TASK TO CARRY OUT.
Locate the line that contains "Practice. Pick out the white sneaker". Copy it and every following line through the end of the records, exactly, and include nothing else.

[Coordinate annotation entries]
□ □ □ □ □ □ □

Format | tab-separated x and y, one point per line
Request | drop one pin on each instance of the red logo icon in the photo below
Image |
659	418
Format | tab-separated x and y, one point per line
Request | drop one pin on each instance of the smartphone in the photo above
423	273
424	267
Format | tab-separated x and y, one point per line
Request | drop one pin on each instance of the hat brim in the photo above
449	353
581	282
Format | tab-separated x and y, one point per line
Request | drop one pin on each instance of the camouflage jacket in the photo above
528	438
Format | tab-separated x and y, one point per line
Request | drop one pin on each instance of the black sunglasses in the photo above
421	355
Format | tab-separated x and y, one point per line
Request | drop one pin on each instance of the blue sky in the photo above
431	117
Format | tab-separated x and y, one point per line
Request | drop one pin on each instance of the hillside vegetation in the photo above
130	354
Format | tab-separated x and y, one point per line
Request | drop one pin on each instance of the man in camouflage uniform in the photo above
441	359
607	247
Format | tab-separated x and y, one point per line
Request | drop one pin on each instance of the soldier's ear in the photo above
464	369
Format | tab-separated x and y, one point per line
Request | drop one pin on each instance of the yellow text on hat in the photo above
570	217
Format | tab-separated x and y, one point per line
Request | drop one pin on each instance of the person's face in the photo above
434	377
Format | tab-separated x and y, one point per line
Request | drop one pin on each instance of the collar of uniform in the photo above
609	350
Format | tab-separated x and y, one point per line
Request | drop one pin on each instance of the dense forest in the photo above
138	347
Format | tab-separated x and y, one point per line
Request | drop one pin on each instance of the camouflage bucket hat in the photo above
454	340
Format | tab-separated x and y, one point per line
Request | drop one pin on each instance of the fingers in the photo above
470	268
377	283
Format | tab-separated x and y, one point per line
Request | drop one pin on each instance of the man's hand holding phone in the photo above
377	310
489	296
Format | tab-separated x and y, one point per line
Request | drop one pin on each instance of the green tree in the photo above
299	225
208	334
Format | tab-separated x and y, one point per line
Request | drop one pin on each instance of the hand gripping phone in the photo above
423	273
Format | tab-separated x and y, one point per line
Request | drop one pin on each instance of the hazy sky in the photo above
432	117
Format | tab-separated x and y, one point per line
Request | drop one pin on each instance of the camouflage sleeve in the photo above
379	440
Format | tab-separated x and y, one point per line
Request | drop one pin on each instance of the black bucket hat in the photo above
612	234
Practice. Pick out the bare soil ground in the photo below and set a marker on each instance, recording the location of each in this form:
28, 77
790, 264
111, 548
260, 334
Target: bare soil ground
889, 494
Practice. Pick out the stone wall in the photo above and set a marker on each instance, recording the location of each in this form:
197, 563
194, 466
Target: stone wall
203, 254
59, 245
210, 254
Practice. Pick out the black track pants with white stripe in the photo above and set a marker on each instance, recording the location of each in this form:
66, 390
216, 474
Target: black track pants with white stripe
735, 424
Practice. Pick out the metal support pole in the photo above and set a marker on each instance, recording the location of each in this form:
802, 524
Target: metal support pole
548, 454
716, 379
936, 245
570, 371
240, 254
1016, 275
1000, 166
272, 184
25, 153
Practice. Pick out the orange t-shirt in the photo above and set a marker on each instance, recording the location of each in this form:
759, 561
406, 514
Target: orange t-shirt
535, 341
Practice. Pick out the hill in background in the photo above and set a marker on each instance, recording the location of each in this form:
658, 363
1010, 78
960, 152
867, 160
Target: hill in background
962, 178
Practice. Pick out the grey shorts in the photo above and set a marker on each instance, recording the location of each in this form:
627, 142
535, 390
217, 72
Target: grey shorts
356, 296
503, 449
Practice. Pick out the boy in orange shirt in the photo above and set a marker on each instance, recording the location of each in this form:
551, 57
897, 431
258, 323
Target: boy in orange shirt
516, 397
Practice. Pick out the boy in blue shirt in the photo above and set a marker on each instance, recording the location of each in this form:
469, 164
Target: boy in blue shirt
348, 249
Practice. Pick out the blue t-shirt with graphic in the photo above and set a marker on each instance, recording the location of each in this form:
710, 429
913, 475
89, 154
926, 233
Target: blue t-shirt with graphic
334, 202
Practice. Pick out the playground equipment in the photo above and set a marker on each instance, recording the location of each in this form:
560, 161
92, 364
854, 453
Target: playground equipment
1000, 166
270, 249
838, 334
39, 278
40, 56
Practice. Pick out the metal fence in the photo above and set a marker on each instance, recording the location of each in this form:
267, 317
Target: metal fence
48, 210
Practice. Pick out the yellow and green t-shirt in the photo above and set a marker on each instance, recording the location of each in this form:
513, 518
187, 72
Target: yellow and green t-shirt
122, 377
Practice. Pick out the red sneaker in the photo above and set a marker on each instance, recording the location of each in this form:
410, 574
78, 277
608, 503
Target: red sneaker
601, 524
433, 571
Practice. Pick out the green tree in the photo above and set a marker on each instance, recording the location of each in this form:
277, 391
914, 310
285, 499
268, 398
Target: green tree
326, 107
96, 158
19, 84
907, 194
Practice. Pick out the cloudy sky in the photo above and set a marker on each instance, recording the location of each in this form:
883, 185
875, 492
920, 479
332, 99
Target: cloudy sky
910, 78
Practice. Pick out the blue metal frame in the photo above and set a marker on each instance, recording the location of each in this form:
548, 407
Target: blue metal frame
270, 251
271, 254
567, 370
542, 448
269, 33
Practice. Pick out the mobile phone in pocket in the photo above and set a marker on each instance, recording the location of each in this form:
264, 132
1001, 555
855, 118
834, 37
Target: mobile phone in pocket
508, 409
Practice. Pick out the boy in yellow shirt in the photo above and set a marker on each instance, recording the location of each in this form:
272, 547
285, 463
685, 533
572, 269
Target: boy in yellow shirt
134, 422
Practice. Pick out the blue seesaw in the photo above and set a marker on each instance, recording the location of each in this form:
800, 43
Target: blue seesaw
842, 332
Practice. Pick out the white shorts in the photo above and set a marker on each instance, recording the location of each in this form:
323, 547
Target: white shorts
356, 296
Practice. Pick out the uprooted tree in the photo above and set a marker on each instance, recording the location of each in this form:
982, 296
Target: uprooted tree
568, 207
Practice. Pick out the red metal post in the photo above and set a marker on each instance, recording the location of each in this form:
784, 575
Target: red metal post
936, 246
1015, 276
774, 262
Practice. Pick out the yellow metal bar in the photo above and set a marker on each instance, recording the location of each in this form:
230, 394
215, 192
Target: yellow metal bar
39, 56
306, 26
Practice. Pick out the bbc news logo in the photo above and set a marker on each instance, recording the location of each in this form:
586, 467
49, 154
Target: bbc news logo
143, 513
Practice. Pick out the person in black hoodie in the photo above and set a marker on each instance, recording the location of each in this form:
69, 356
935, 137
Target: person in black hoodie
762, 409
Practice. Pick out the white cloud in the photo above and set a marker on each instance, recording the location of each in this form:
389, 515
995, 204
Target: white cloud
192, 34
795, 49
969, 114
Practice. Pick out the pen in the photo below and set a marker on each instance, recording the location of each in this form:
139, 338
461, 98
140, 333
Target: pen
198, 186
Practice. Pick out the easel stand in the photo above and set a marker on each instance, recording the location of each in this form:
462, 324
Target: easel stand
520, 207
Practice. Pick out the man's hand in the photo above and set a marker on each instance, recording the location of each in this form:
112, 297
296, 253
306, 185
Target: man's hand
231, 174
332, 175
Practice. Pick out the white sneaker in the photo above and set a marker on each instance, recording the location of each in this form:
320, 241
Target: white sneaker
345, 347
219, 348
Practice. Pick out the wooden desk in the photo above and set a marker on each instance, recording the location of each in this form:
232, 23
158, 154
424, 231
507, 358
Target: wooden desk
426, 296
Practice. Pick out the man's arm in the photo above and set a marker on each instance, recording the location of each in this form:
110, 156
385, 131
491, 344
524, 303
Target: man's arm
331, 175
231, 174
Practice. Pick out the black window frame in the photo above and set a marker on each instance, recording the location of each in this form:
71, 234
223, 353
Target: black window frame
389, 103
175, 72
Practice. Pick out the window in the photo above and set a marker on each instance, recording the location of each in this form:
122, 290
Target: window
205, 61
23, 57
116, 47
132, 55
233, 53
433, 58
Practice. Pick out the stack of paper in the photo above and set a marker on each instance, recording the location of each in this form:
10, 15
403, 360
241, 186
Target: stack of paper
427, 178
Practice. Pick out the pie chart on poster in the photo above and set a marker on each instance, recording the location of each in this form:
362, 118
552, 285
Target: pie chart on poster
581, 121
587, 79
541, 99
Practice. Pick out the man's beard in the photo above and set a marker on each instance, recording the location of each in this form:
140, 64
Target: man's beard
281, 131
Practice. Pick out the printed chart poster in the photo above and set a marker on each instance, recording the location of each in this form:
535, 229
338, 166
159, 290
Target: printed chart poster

□ □ □ □ □ □ □

THE COMPLETED TASK.
Practice. Pick out the white sneaker in the photo above and set a marker on each instance, recording the location of each in this form:
320, 241
Target: white sneaker
345, 347
219, 348
Practice. Pick out the wooden desk in the photo above and set a marker on each instance, recording the location of each in this form:
232, 23
158, 154
424, 231
507, 358
Target: wooden desk
426, 296
Practice. Pick out the man's arm in the photo above and set a marker on each instance, recording the location of each in this form:
110, 156
385, 131
491, 344
524, 303
Target: man's arm
331, 175
231, 174
Practice. Pick out the black window frame in the photo above and set a marker on each instance, recording the location of each in this form:
71, 234
223, 353
Target: black window frame
389, 103
175, 72
Practice. Pick out the window in the photo above and set a marker on each instance, recording the location of each in this form:
122, 290
Target: window
205, 61
23, 57
116, 47
132, 55
233, 53
433, 58
Practice. Pick out the stack of paper in the photo above and set a marker on each instance, recording the location of each in this form:
10, 15
403, 360
241, 186
Target: stack of paper
427, 178
Practice. Pick out the pie chart on poster in the photo above and set a marker on each instance, recording the location of each in this form:
362, 118
552, 285
Target: pie chart on poster
581, 121
587, 79
541, 99
Practice. Pick out the man's beard in the photo above and set a marker on each instance, recording the location of each in this form:
140, 64
Target: man's beard
281, 131
Practice. Pick out the printed chart poster in the photo above and set a marker on each instance, recording the location of each in this form:
535, 229
338, 166
159, 290
Target: printed chart poster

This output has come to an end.